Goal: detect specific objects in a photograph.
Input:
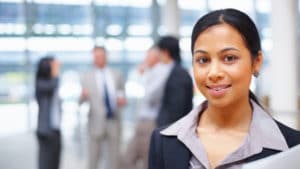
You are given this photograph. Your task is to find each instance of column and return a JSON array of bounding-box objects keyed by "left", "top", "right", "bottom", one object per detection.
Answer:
[
  {"left": 161, "top": 0, "right": 180, "bottom": 36},
  {"left": 270, "top": 0, "right": 299, "bottom": 128}
]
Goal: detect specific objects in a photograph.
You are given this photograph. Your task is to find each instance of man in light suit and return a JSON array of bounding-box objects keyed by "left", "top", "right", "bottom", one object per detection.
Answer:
[{"left": 80, "top": 46, "right": 126, "bottom": 169}]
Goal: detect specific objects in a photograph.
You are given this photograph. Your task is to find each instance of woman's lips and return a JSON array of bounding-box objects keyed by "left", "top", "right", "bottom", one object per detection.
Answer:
[{"left": 206, "top": 84, "right": 231, "bottom": 98}]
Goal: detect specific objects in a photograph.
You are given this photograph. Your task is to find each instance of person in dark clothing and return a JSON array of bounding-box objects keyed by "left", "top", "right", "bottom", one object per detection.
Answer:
[
  {"left": 155, "top": 36, "right": 194, "bottom": 127},
  {"left": 35, "top": 56, "right": 62, "bottom": 169}
]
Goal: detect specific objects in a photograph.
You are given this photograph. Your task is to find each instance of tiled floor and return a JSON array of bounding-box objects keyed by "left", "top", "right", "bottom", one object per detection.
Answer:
[
  {"left": 0, "top": 131, "right": 87, "bottom": 169},
  {"left": 0, "top": 103, "right": 136, "bottom": 169},
  {"left": 0, "top": 125, "right": 134, "bottom": 169}
]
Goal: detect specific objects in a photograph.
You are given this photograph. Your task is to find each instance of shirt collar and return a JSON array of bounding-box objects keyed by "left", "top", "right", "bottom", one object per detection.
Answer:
[
  {"left": 160, "top": 99, "right": 289, "bottom": 151},
  {"left": 249, "top": 100, "right": 289, "bottom": 151},
  {"left": 160, "top": 101, "right": 203, "bottom": 137}
]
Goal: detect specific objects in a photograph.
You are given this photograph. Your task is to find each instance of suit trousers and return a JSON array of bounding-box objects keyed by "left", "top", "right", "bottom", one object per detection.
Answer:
[
  {"left": 122, "top": 119, "right": 156, "bottom": 169},
  {"left": 88, "top": 119, "right": 120, "bottom": 169},
  {"left": 37, "top": 130, "right": 61, "bottom": 169}
]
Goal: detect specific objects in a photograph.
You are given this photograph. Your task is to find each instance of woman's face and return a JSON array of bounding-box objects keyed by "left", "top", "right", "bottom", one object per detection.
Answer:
[{"left": 192, "top": 24, "right": 262, "bottom": 107}]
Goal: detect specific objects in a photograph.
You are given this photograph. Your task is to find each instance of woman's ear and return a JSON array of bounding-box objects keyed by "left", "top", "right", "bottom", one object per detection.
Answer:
[{"left": 253, "top": 51, "right": 263, "bottom": 76}]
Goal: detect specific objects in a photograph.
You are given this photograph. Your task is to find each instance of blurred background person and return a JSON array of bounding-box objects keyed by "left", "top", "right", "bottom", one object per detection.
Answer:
[
  {"left": 35, "top": 56, "right": 62, "bottom": 169},
  {"left": 79, "top": 46, "right": 126, "bottom": 169},
  {"left": 122, "top": 46, "right": 163, "bottom": 169},
  {"left": 155, "top": 36, "right": 194, "bottom": 127}
]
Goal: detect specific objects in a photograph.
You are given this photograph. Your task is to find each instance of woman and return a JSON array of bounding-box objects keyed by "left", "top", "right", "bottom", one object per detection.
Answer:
[
  {"left": 35, "top": 56, "right": 62, "bottom": 169},
  {"left": 148, "top": 8, "right": 300, "bottom": 169}
]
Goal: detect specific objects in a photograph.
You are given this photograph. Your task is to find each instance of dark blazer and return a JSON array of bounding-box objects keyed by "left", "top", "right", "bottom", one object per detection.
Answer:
[
  {"left": 148, "top": 121, "right": 300, "bottom": 169},
  {"left": 156, "top": 64, "right": 193, "bottom": 127},
  {"left": 35, "top": 77, "right": 60, "bottom": 136}
]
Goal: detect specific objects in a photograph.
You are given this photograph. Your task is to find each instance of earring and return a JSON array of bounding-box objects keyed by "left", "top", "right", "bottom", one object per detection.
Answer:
[{"left": 253, "top": 71, "right": 259, "bottom": 77}]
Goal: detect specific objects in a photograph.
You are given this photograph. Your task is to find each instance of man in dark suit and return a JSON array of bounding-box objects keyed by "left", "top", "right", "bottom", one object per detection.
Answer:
[{"left": 155, "top": 36, "right": 193, "bottom": 127}]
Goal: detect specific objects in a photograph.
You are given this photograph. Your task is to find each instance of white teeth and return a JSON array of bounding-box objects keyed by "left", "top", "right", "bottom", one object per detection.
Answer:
[
  {"left": 211, "top": 86, "right": 227, "bottom": 91},
  {"left": 207, "top": 85, "right": 230, "bottom": 91}
]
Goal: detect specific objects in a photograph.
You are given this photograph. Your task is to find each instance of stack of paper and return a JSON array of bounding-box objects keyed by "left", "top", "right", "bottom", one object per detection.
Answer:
[{"left": 242, "top": 144, "right": 300, "bottom": 169}]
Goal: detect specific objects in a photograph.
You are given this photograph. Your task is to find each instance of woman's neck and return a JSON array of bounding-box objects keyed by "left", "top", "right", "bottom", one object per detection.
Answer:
[{"left": 199, "top": 98, "right": 253, "bottom": 132}]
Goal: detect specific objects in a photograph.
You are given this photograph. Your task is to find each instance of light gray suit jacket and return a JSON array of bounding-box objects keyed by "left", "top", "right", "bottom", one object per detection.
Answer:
[{"left": 80, "top": 67, "right": 125, "bottom": 138}]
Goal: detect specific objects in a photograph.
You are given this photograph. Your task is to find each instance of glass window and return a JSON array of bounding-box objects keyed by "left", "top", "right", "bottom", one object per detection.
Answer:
[
  {"left": 208, "top": 0, "right": 254, "bottom": 12},
  {"left": 178, "top": 0, "right": 206, "bottom": 10},
  {"left": 94, "top": 5, "right": 127, "bottom": 37},
  {"left": 30, "top": 0, "right": 91, "bottom": 5},
  {"left": 127, "top": 6, "right": 152, "bottom": 36},
  {"left": 30, "top": 3, "right": 91, "bottom": 36},
  {"left": 0, "top": 50, "right": 27, "bottom": 103},
  {"left": 0, "top": 2, "right": 24, "bottom": 23},
  {"left": 0, "top": 1, "right": 25, "bottom": 35},
  {"left": 27, "top": 37, "right": 93, "bottom": 52},
  {"left": 94, "top": 0, "right": 152, "bottom": 8}
]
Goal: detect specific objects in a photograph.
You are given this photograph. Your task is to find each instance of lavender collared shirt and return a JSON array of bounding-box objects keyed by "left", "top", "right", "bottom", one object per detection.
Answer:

### What you are asked to do
Please return the whole listing exactly. Do not copy its images.

### Solution for this task
Goal: detect specific objects in a photograph.
Input:
You are given this photograph. Your task is to find each instance of column and return a JSON array of bounding-box objects keyed by "left", "top", "right", "bottom", one object per detection.
Answer:
[
  {"left": 161, "top": 0, "right": 180, "bottom": 36},
  {"left": 270, "top": 0, "right": 299, "bottom": 128}
]
Goal: detect specific objects in a photograph.
You are given this photograph. Your task is to find each instance of man in light suit and return a JSON array of bounding-box objects keyed by "left", "top", "right", "bottom", one object per detection.
Answer:
[{"left": 80, "top": 46, "right": 126, "bottom": 169}]
Goal: detect specific objects in a photograph.
You are given this photograph. Your task is to find each instance of woman's lips and return a JSON array of bounding-box objects keyed by "left", "top", "right", "bottom", one object per detection.
Answer:
[{"left": 206, "top": 84, "right": 231, "bottom": 98}]
Goal: detect specific objects in a photograph.
You are given this photograph. Your task is to find each instance of person in dark clothing and return a JSON array of bounding-box objects keyed by "left", "top", "right", "bottom", one object per detection.
Answer:
[
  {"left": 155, "top": 36, "right": 194, "bottom": 127},
  {"left": 35, "top": 56, "right": 62, "bottom": 169}
]
Goal: detect specific objects in a photograph.
You are given this photograph. Your task is to find each instance of tiled floor and return a JSON array of bounding-box objects keyed by "left", "top", "right", "bottom", one object per detection.
Answer:
[
  {"left": 0, "top": 131, "right": 87, "bottom": 169},
  {"left": 0, "top": 103, "right": 136, "bottom": 169},
  {"left": 0, "top": 125, "right": 134, "bottom": 169}
]
Goal: detect specific objects in a photograph.
You are given this photograph. Your task is to find each instance of shirt collar and return a JSON array of bounding-box objects keyed by "left", "top", "right", "bottom", one object per detection.
Answer:
[
  {"left": 160, "top": 99, "right": 289, "bottom": 151},
  {"left": 249, "top": 100, "right": 289, "bottom": 151},
  {"left": 160, "top": 101, "right": 203, "bottom": 137}
]
Goal: detect specific objects in a photograph.
You are given this photograph. Your task is to find each instance of suit trousers and return a JSON array of bounding-box objects keyed by "left", "top", "right", "bottom", one object per detection.
Answer:
[
  {"left": 122, "top": 119, "right": 156, "bottom": 169},
  {"left": 88, "top": 119, "right": 120, "bottom": 169},
  {"left": 37, "top": 130, "right": 61, "bottom": 169}
]
Goal: detect specific objects in a photograph.
You are given this photograph. Your task is to find each instance of woman's face and return a JSON array of bounding-box objects keyed by "left", "top", "right", "bottom", one object per detection.
Answer:
[{"left": 192, "top": 24, "right": 262, "bottom": 107}]
Goal: detect specific objects in a photograph.
You are given this photograph. Your task is to find each instance of woman's ear and return a JSON array of bounding-box objects keyed by "left", "top", "right", "bottom", one object per detection.
Answer:
[{"left": 253, "top": 51, "right": 263, "bottom": 76}]
Goal: detect specific objects in a photograph.
You are given this photograph. Your task is to find each instance of blurred background person and return a JSON array of bounding-box objects keyed by "left", "top", "right", "bottom", one object per detection.
Answer:
[
  {"left": 35, "top": 56, "right": 62, "bottom": 169},
  {"left": 79, "top": 46, "right": 126, "bottom": 169},
  {"left": 122, "top": 46, "right": 163, "bottom": 169},
  {"left": 155, "top": 36, "right": 194, "bottom": 127}
]
Goal: detect specific objects in a photograph.
You are given this photograph. Your task is to find each instance of woman and return a JSON array of bounding-box objects keyed by "left", "top", "right", "bottom", one object per detection.
Answer:
[
  {"left": 35, "top": 56, "right": 62, "bottom": 169},
  {"left": 148, "top": 8, "right": 300, "bottom": 169}
]
Goal: detect specific objects in a photograph.
You are given this photograph. Your task is to find each instance of dark blazer and return a JSON array of bounding-box objects keyed by "left", "top", "right", "bottom", one object per detection.
Answer:
[
  {"left": 148, "top": 121, "right": 300, "bottom": 169},
  {"left": 156, "top": 64, "right": 193, "bottom": 127},
  {"left": 35, "top": 77, "right": 60, "bottom": 136}
]
Goal: detect specific objects in a photograph.
You are given this photograph. Your task is to find each instance of earring and return a JSON array of bounding-box objects keyed by "left", "top", "right", "bottom", one object per detection.
Answer:
[{"left": 253, "top": 71, "right": 259, "bottom": 77}]
Goal: detect specific objects in a photograph.
You are given this photograph. Your task is to find each instance of man in dark suit and return a JSON array of bounding-box objects keyed by "left", "top", "right", "bottom", one object per detection.
Answer:
[{"left": 155, "top": 36, "right": 193, "bottom": 127}]
Goal: detect specific objects in a photograph.
You are given this photograph. Your task is to find each instance of white teeth and return a JSON array of bounding-box objects keyed by "left", "top", "right", "bottom", one object per detection.
Answer:
[
  {"left": 211, "top": 86, "right": 227, "bottom": 91},
  {"left": 207, "top": 85, "right": 230, "bottom": 91}
]
Goal: detect specific objects in a photograph.
You are given this photograph. Your task is to find each instance of stack of paper and return a JSON array of bounding-box objects keyed by "left", "top", "right", "bottom", one object per detection.
Answer:
[{"left": 242, "top": 144, "right": 300, "bottom": 169}]
Goal: detect specific objects in a photograph.
You are given this photograph. Your task is to find each instance of woman's neck and return a JSON array of bounding-box objects keyed by "left", "top", "right", "bottom", one object per detection.
Answer:
[{"left": 199, "top": 98, "right": 253, "bottom": 132}]
Goal: detect specific objects in a photograph.
You are given this photograph. Your task is to find each instance of light gray suit jacket and return a JSON array of bounding-box objects keyed by "left", "top", "right", "bottom", one object per detection.
Answer:
[{"left": 80, "top": 67, "right": 125, "bottom": 138}]
Goal: detect specific objects in a photograph.
You are given this photograph. Your task is to find each instance of glass window and return a JSON array of bounding-box objects keyed by "left", "top", "right", "bottom", one object per detection.
Answer:
[
  {"left": 208, "top": 0, "right": 254, "bottom": 12},
  {"left": 178, "top": 0, "right": 206, "bottom": 10},
  {"left": 94, "top": 5, "right": 127, "bottom": 37},
  {"left": 30, "top": 0, "right": 91, "bottom": 5},
  {"left": 127, "top": 6, "right": 152, "bottom": 36},
  {"left": 30, "top": 3, "right": 91, "bottom": 36},
  {"left": 0, "top": 50, "right": 27, "bottom": 103},
  {"left": 0, "top": 2, "right": 24, "bottom": 23},
  {"left": 0, "top": 1, "right": 25, "bottom": 35},
  {"left": 27, "top": 37, "right": 93, "bottom": 52},
  {"left": 94, "top": 0, "right": 152, "bottom": 8}
]
Goal: detect specific objects in a photograph.
You are given this photograph. Your task is to find each instance of lavender collared shirt and return a JSON array of bounding-box objects keyed by "left", "top", "right", "bottom", one object per detection.
Answer:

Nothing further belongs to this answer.